> **Short task**
From the entries below, copy out word for word the stretch from the line containing "Task: Where can the sky" through the line containing "x=557, y=41", including both of those lines and nothing else.

> **Stored dataset items**
☆ ☆ ☆ ☆

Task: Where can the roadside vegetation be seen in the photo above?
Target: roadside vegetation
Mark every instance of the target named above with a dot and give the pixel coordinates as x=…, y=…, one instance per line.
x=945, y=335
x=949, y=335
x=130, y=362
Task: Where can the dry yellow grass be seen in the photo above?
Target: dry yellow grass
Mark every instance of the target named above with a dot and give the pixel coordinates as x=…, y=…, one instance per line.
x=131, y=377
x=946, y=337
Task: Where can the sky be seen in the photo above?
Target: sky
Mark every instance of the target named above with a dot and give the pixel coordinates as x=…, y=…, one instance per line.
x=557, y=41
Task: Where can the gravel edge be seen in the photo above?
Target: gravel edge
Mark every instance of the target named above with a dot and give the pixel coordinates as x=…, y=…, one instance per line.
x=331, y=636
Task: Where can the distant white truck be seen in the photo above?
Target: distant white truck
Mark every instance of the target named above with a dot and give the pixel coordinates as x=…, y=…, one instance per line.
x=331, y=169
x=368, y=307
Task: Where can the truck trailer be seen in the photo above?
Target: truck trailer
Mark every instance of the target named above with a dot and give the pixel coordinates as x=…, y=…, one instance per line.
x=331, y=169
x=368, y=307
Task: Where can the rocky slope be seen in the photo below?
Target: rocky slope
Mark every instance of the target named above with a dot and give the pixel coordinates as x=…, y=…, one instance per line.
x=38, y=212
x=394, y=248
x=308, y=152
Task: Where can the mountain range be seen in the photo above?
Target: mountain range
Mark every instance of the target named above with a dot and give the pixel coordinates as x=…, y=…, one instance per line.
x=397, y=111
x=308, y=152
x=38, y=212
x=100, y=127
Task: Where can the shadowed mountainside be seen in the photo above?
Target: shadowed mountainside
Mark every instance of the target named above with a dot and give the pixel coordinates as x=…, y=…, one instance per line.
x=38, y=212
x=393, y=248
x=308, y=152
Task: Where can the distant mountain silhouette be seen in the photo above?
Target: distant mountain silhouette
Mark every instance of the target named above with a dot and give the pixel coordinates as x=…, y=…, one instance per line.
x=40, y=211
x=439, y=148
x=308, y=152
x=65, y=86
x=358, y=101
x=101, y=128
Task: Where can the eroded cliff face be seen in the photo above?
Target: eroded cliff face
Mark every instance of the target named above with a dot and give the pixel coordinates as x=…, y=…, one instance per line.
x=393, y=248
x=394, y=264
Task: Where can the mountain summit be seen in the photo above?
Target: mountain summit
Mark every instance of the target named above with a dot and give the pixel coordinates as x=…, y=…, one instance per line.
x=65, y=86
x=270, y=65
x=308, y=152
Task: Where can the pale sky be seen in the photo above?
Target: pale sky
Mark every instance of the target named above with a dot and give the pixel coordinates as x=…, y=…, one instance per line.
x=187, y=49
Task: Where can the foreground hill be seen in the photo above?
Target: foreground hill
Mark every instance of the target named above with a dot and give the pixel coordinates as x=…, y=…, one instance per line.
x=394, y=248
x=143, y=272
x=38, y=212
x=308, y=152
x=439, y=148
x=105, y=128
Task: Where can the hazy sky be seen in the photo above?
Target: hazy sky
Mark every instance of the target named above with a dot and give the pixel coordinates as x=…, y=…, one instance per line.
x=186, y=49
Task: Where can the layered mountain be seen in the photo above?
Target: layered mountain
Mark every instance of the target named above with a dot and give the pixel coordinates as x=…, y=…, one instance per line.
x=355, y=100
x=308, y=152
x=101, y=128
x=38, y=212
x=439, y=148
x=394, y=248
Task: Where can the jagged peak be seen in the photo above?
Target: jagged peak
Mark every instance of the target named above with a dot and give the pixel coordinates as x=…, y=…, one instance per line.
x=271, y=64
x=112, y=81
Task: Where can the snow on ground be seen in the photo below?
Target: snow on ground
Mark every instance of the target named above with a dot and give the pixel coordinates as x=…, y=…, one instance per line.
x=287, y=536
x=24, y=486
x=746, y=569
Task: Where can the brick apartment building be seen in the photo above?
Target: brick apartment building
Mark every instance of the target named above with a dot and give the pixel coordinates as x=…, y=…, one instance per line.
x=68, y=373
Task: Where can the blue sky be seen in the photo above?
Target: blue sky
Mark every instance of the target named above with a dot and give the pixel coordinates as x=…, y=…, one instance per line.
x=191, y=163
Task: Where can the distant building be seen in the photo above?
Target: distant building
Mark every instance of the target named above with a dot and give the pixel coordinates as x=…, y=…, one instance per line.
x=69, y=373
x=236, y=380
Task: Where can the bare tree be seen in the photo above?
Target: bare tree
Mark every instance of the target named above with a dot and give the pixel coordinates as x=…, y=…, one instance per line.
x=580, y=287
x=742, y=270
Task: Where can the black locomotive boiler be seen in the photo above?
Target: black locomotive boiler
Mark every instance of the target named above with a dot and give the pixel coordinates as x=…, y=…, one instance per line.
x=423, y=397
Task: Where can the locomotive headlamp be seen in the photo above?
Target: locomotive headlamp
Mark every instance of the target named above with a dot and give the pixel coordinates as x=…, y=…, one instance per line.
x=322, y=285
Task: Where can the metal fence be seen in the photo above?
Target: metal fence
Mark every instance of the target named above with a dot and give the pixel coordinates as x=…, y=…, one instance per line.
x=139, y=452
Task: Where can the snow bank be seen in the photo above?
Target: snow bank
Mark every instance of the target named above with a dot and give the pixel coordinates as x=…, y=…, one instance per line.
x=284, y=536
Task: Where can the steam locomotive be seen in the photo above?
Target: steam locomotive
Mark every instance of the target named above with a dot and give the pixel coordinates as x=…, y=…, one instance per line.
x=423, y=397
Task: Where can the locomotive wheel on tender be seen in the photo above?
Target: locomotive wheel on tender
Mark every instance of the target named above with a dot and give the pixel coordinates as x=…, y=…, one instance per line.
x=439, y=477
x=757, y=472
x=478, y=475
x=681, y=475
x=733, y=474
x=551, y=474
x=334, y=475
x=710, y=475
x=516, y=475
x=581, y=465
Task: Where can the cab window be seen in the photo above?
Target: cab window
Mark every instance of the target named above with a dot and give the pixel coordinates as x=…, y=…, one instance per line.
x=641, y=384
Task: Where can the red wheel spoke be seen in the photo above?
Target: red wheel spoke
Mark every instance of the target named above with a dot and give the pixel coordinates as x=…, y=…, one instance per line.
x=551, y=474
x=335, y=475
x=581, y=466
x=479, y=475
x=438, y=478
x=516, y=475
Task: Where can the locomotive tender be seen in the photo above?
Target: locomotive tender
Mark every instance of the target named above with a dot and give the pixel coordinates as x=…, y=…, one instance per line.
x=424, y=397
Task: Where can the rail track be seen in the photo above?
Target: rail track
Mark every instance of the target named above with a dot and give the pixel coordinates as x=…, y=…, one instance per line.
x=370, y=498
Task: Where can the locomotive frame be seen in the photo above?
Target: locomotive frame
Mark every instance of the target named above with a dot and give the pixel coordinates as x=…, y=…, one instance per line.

☆ ☆ ☆ ☆

> **Task answer**
Task: Where can the sky be seen in the photo above?
Target: sky
Mark every instance of the target named above with a dot and give the pixel coordinates as x=…, y=…, one instance per line.
x=557, y=41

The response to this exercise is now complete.